- Directions
Write out every line of the data below word for word, leaving the pictures out.

Data items:
━━━━━━━━━━

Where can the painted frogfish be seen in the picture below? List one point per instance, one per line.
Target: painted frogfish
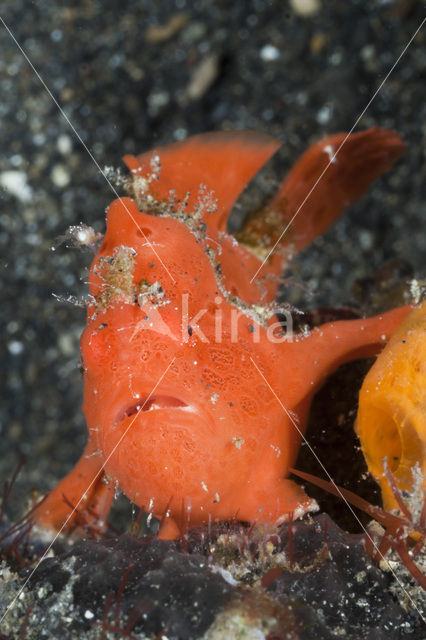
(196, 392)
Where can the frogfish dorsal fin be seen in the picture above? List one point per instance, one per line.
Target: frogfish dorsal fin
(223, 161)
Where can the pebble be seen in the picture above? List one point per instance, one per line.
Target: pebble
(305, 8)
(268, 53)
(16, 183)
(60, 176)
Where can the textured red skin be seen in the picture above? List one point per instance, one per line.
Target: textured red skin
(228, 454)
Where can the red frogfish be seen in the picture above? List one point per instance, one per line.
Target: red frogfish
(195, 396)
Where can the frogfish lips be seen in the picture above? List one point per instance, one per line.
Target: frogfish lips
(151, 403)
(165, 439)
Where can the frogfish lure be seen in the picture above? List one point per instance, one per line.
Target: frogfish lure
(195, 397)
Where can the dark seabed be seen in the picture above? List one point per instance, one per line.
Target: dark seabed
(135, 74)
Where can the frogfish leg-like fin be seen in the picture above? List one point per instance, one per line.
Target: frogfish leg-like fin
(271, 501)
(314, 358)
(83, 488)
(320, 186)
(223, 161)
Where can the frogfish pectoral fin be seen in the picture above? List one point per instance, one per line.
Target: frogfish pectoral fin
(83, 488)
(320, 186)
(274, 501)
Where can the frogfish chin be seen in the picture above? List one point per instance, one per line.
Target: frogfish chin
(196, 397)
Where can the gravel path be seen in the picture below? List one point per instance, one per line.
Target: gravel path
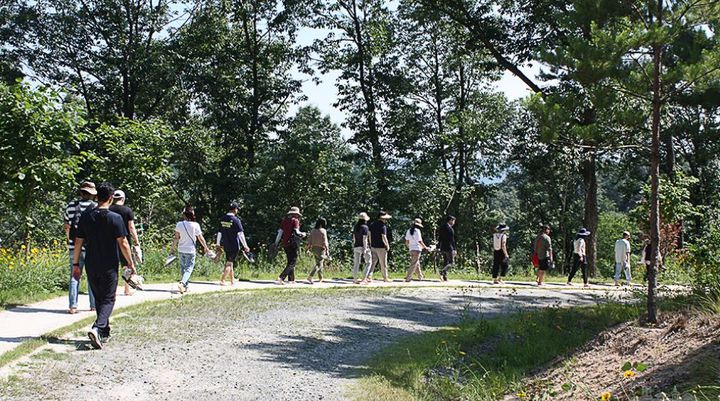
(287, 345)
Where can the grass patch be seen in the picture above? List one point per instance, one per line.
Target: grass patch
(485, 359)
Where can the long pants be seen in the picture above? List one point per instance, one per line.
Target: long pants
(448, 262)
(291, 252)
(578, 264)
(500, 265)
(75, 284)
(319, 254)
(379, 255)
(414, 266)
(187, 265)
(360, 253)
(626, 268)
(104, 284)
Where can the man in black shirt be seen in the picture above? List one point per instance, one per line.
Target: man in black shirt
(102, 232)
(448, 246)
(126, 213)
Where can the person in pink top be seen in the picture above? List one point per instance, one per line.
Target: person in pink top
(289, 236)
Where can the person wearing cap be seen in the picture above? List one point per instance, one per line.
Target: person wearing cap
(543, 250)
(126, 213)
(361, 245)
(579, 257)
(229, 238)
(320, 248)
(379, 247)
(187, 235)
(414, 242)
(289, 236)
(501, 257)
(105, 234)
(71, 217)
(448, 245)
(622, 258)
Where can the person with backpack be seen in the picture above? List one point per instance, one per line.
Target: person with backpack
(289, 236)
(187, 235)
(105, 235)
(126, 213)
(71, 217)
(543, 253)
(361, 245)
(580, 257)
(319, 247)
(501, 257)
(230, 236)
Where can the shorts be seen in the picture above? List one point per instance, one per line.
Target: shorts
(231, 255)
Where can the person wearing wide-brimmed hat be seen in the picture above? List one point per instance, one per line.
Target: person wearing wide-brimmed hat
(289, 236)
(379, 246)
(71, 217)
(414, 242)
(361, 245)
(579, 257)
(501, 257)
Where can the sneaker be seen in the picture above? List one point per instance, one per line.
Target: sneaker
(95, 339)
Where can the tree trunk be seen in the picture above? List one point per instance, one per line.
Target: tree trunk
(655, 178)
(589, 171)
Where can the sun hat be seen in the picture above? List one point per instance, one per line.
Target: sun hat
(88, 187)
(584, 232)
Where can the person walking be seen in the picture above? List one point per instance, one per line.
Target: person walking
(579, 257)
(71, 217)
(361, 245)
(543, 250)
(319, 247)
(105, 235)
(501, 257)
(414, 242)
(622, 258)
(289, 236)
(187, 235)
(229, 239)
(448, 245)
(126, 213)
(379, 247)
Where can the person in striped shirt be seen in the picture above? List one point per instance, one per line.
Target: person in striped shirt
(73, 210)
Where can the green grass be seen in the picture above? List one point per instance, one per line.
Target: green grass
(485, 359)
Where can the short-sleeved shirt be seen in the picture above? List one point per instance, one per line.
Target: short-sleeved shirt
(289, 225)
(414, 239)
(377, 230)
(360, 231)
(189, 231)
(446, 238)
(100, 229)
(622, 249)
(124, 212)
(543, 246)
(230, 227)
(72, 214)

━━━━━━━━━━

- Problem solution
Where can the painted frogfish be seen in the picture below? List one point per instance, one per line.
Target: painted frogfish
(196, 392)
Where can the frogfish dorsal fin be seen in the picture above? List one point per instance, one per line.
Target: frogfish dorsal fin
(223, 161)
Where can the pebble be seen in the picture above? List one point per instance, one per line.
Target: pebble
(305, 8)
(268, 53)
(16, 183)
(60, 176)
Where can the textured red skin be seen in the picture above? List one point per instance, one per line.
Target: textured red skin
(228, 454)
Where can the red frogfish be seen in the picture above? List one point per instance, one per line.
Target: red frogfish
(195, 396)
Where can the frogfish lips be seen in the picture above? List one point per instance, one per line.
Target: frogfish lips
(151, 403)
(165, 439)
Where can the frogfish lure be seen in the picture above? List one point per instance, one per line.
Target: frogfish lure
(195, 397)
Where can the dark seabed be seen in the picture above? List one point per instance, one per line.
Target: dark seabed
(135, 74)
Where can the frogfish leg-like fin be seen in the picture above? List one point per instance, one per line.
Target: frogfish leg-like fin
(271, 501)
(314, 358)
(83, 488)
(320, 186)
(223, 161)
Where can the frogfish pectoral fin be seen in the picture above? List one point per instance, one per line.
Target: frogfish pectoral fin
(83, 488)
(320, 186)
(274, 501)
Where can the frogfish chin be seen in the picture above? List one point per instance, one per line.
Target: frogfish chin
(196, 397)
Where can the gravel path be seen in the picture below? List one point per instance, one per line.
Target: gravel path
(287, 345)
Where can the grass patch be seen in the picture above? List one point per instance, one per line.
Target: grass patch
(485, 359)
Where can the long pants be seen in the picture above? List one point per instance, one per line.
Target: long pants
(448, 262)
(291, 252)
(578, 264)
(500, 265)
(75, 284)
(319, 254)
(379, 255)
(414, 266)
(187, 265)
(360, 253)
(626, 268)
(104, 284)
Where can the man in black shirt be seen in the picture above? List one point per instance, one per line.
Target: man in black shirt
(102, 232)
(448, 246)
(126, 213)
Where can the person in pink top be seen in the picture above? List one point per instance, one per line.
Target: person in pink top
(289, 236)
Where can the person wearing cap be seen in the picture above? List one point per instance, one per line.
Target: person wearing cap
(543, 250)
(126, 213)
(361, 245)
(579, 257)
(229, 238)
(320, 248)
(379, 247)
(187, 235)
(414, 242)
(289, 236)
(501, 257)
(105, 234)
(71, 217)
(448, 245)
(622, 258)
Where can the person with backpack be seen in the picture above? List one point per instance, one per line.
Target: person with backpack
(289, 236)
(187, 235)
(105, 235)
(126, 213)
(71, 217)
(543, 253)
(361, 245)
(580, 257)
(319, 247)
(501, 257)
(230, 236)
Where can the shorts be seen in the picture above? List one point per instance, one per line.
Target: shorts
(231, 255)
Where can the person wearing wide-brimmed hat be seen in the picture above? List one point per instance, one per line.
Target: person wearing wide-brimmed hat
(289, 236)
(379, 246)
(71, 217)
(414, 242)
(361, 245)
(579, 257)
(501, 257)
Where can the sneaker be seen in the picture above? List one point per instance, one per line.
Target: sneaker
(95, 339)
Where can the tree trunk be seen in the picture above? List one point per instance, one per line.
Target: tree trunk
(655, 178)
(589, 171)
Where can the sun hat be seen in the picture above? List one point per instance, one per line.
Target: sun hat
(88, 187)
(584, 232)
Where can the person walking be seen in the picture above? List one point per instance, one per line.
Target: person walking
(579, 257)
(71, 217)
(361, 245)
(543, 250)
(319, 247)
(105, 235)
(501, 257)
(414, 242)
(622, 258)
(289, 236)
(187, 235)
(229, 239)
(448, 245)
(126, 213)
(379, 247)
Where can the person in striped shirt be seen in the picture above? List one point per instance, one per line.
Target: person in striped shirt
(73, 210)
Where can the green grass be seen in the picture above? List one point per instance, one per line.
Target: green grass
(485, 359)
Where can the short-sleeved shirt be seen in the picture above? List one point per instance, one per line.
Target: short-sleeved shirt
(289, 225)
(414, 239)
(377, 230)
(360, 231)
(189, 231)
(446, 238)
(100, 229)
(622, 249)
(124, 212)
(543, 246)
(230, 227)
(72, 214)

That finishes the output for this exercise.